**Data under study:**
....................

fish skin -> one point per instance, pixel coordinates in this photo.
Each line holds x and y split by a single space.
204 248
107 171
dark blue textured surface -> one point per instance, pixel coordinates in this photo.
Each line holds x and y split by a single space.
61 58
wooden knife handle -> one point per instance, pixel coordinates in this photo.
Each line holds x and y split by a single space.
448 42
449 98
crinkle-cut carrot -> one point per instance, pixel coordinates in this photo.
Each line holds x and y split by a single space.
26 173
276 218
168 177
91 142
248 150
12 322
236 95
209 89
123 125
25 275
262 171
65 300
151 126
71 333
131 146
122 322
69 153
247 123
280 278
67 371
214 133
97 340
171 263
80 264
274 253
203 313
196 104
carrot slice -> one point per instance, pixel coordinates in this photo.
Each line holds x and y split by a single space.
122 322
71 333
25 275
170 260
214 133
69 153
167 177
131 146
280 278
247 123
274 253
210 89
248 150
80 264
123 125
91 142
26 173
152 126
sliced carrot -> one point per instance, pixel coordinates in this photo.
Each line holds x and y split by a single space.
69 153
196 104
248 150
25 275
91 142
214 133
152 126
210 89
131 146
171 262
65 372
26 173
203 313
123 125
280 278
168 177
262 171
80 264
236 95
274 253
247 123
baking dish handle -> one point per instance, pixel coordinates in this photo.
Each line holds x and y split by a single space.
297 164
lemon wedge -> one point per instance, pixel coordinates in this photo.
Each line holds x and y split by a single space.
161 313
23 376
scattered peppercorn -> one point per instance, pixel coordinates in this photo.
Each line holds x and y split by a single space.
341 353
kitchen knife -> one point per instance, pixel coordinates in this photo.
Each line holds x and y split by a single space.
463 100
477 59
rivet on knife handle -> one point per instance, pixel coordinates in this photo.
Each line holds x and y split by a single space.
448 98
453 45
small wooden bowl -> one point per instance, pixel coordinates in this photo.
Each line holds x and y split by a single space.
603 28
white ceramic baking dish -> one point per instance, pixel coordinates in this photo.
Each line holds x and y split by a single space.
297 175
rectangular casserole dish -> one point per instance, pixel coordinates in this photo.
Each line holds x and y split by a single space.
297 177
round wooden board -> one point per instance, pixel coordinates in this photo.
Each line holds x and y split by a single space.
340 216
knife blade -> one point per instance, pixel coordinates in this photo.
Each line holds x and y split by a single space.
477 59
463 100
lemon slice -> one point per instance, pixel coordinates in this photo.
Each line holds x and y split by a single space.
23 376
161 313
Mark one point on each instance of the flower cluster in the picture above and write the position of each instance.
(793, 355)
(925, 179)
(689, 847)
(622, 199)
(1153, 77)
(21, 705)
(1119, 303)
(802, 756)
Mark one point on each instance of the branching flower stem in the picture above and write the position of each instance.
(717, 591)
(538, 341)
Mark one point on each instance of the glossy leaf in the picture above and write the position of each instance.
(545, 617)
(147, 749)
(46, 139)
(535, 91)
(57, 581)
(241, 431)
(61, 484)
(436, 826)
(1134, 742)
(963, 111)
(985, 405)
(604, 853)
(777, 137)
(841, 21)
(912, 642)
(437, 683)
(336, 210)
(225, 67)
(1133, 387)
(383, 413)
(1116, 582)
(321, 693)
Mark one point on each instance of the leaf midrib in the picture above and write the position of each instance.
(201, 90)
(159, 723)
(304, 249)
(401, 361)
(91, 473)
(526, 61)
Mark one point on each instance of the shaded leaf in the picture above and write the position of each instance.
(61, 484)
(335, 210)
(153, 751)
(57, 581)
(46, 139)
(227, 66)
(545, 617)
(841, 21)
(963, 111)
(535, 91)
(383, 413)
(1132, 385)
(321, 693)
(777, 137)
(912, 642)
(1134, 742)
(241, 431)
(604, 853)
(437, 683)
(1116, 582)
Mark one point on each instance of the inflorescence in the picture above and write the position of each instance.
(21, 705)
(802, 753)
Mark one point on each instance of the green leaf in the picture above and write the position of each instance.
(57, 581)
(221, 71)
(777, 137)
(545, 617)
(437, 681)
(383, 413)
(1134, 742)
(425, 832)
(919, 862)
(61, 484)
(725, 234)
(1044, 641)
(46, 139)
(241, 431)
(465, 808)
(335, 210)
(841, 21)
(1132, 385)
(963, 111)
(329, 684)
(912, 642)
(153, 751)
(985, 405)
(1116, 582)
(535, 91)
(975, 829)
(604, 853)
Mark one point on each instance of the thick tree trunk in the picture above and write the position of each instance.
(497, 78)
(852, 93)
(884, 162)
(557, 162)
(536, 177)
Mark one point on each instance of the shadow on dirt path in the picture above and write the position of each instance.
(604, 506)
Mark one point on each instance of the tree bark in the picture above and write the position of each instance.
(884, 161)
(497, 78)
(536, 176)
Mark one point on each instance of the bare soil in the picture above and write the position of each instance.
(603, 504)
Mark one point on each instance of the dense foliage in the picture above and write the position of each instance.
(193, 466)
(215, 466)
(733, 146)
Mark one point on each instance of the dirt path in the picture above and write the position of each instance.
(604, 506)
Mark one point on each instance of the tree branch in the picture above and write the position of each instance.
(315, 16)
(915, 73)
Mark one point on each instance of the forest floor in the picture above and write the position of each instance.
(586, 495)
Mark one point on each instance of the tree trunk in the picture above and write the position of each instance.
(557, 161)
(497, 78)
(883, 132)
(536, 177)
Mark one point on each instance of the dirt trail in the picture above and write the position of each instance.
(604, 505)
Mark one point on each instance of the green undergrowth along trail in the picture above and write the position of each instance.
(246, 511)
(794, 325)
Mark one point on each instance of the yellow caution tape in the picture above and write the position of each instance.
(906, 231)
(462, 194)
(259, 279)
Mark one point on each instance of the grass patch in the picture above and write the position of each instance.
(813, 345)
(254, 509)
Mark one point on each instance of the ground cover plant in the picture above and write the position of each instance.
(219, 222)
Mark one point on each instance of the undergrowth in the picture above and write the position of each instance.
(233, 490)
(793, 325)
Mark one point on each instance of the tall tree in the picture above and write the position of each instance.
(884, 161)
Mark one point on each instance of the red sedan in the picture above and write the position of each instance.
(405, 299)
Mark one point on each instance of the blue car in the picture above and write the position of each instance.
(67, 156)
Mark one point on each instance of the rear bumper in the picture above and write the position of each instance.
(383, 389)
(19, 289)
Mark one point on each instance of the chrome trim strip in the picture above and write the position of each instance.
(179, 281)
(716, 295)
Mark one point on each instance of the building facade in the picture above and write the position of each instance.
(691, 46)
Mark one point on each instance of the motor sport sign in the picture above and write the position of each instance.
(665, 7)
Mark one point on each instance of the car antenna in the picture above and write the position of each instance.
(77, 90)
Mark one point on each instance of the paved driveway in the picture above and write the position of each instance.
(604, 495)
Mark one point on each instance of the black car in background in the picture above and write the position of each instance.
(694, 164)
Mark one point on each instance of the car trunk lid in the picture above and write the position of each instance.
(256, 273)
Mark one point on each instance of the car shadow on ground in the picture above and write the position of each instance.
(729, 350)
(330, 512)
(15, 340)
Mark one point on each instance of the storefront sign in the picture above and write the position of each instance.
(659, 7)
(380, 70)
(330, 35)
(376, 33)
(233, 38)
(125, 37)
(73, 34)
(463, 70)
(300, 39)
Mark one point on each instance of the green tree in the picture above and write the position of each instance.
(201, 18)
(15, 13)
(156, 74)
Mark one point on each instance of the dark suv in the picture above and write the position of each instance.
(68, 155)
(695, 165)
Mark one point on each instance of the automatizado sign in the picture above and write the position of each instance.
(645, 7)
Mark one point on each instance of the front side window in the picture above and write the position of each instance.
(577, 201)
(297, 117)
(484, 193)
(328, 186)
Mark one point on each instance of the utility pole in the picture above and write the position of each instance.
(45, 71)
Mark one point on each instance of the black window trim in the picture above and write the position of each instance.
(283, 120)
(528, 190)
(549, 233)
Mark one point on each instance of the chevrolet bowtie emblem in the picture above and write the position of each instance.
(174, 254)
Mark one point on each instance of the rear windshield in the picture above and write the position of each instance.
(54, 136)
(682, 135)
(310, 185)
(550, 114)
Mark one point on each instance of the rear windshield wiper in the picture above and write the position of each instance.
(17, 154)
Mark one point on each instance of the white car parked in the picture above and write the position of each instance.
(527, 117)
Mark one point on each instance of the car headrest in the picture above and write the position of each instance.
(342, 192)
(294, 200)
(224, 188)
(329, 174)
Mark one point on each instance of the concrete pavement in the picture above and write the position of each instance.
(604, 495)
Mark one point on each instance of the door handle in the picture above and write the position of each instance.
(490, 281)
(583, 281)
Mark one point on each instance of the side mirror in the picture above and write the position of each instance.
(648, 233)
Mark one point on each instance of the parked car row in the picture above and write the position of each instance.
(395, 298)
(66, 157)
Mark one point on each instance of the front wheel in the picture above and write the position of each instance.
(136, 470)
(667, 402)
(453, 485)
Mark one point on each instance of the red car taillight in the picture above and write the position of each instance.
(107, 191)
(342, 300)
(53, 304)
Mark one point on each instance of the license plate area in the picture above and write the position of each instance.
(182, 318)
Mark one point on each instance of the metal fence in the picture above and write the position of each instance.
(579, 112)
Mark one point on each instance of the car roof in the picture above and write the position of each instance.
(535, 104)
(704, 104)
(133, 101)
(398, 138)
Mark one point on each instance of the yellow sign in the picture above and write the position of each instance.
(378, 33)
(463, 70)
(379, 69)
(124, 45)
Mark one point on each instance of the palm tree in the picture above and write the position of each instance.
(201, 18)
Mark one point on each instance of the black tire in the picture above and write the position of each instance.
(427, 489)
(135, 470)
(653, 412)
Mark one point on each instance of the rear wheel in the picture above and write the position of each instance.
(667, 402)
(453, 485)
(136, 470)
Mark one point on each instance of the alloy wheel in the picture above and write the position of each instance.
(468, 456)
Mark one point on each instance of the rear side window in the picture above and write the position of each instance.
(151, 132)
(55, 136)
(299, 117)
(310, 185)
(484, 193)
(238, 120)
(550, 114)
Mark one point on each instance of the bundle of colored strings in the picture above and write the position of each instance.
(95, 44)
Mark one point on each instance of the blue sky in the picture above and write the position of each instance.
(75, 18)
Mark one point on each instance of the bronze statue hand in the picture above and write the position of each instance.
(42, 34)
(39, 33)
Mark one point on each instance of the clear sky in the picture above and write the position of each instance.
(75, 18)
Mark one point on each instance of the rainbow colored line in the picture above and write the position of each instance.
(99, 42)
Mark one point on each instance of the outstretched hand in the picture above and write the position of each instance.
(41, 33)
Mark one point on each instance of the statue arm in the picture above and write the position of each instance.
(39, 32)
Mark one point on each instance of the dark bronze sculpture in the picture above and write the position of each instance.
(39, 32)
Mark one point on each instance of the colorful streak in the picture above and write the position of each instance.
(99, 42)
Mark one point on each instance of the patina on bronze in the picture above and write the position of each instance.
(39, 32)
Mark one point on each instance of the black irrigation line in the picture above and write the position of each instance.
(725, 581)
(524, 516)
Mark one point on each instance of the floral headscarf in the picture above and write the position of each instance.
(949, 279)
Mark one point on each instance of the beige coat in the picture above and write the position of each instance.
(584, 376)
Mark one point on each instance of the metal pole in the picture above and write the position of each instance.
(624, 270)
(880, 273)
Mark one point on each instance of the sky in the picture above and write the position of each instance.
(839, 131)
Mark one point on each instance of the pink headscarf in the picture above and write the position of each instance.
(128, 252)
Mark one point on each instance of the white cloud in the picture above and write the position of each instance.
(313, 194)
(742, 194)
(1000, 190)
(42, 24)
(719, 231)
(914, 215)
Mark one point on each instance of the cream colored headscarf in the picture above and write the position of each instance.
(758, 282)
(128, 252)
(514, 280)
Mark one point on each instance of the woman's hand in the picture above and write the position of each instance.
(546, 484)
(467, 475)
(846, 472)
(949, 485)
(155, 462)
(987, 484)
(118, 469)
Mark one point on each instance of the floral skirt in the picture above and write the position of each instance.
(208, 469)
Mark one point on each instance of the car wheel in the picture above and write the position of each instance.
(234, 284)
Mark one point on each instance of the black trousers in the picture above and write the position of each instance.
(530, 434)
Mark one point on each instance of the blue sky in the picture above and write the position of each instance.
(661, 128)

....................

Print only the lines from the top of the data above down to the line holding "crinkle-cut carrot ->", inclusive.

**Written answer:**
fish skin -> one point per instance, pixel coordinates in this photo.
Each line holds x and y split by a single space.
204 248
107 171
dark blue textured surface -> one point per instance, pixel coordinates in this photo.
Each line holds x and y split by a single space.
61 58
wooden knife handle -> one point per instance, pixel coordinates in this photo.
Each line holds x and y split by a single space.
448 42
449 98
crinkle-cut carrot -> one point per instance, pixel coordinates in this photo.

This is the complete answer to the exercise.